■ Actions to take:
(a) Name every world region that the EdTech conference account says the middle school classes connected with.
(b) Write the next stretch of the EdTech conference account, continuing from its final sentence.

■ Source excerpt:
.....

Seeing Through Walls

I attended the Exhibitor’s Reception last night at the South Carolina EdTech conference. I saw lots of old friends, some new companies (mostly selling the same stuff), and some good food, even for a vegetarian. My friend, David Staton, was there in the Apple booth, and he was telling me about the new server that will be coming out with the next Apple OS. He said that there will be a wiki engine that is Ajax-based. He described it to me, and I kept seeing, in my mind, a slate. Basically, it becomes so intuitive in operation that the wiki web page becomes almost like a slate. That easy to edit, not only with text but with images — chalk in hand.

I also wandered up to a booth in the back, obviously set up by a middle school. There were pictures taken with digital cameras, a laptop computer, some cameras, and I asked the two teachers, sitting behind the table, to explain. They told me about how their classes had connected with other classes from around the world (North America, South America, Africa, from memory), and they exchanged pictures and other information.

.....

■ Excerpted data:
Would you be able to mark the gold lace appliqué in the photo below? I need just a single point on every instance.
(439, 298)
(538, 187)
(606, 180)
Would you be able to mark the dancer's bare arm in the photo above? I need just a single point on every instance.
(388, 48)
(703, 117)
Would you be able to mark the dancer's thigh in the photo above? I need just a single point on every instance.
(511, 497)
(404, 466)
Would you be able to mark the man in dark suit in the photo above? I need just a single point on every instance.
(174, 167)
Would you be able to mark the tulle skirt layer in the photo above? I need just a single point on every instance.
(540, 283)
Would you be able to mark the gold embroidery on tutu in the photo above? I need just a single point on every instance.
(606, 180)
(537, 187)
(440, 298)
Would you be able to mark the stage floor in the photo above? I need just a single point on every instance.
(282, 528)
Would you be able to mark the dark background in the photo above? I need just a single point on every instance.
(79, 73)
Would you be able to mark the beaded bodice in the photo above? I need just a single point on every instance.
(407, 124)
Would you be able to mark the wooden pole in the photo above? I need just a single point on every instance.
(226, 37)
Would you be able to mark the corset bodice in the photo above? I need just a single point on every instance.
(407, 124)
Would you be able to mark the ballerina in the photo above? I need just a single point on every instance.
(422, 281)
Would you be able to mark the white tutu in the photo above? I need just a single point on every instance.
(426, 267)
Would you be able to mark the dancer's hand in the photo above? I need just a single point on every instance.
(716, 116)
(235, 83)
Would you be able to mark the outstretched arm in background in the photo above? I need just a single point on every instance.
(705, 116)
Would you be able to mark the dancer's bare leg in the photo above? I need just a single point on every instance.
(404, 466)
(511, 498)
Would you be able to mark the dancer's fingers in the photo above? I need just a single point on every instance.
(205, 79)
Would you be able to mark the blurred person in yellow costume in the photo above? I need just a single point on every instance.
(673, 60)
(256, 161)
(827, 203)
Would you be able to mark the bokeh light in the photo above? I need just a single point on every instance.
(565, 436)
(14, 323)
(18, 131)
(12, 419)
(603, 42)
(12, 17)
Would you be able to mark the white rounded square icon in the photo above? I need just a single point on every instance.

.....

■ Written answers:
(a) North America, South America, Africa

(b)
So I asked my eternal question, that I ask teachers what are showing off this sort of thing, “Why?” No I entirely expected them to say, “Technology skills! Students need to learn to use digital cameras, and and all this other stuff.”

BUT, that’s not what I heard. They said, “To pass the social studies test!” Now most of the time, “to perform better on the test,” is also the wrong answer (in my opinion). However, I thought about this for a moment, and then asked, “So in the test, your students are asked questions about other countries?”

“Yes!” They replied.

“So you’re helping your students prepare to answer these questions, by having your students ask the world.”

“Yes!”

To these teachers, the classrooms have stopped being containers. These teachers have started seeing through their classroom walls.

It’s moments like these that rock my world!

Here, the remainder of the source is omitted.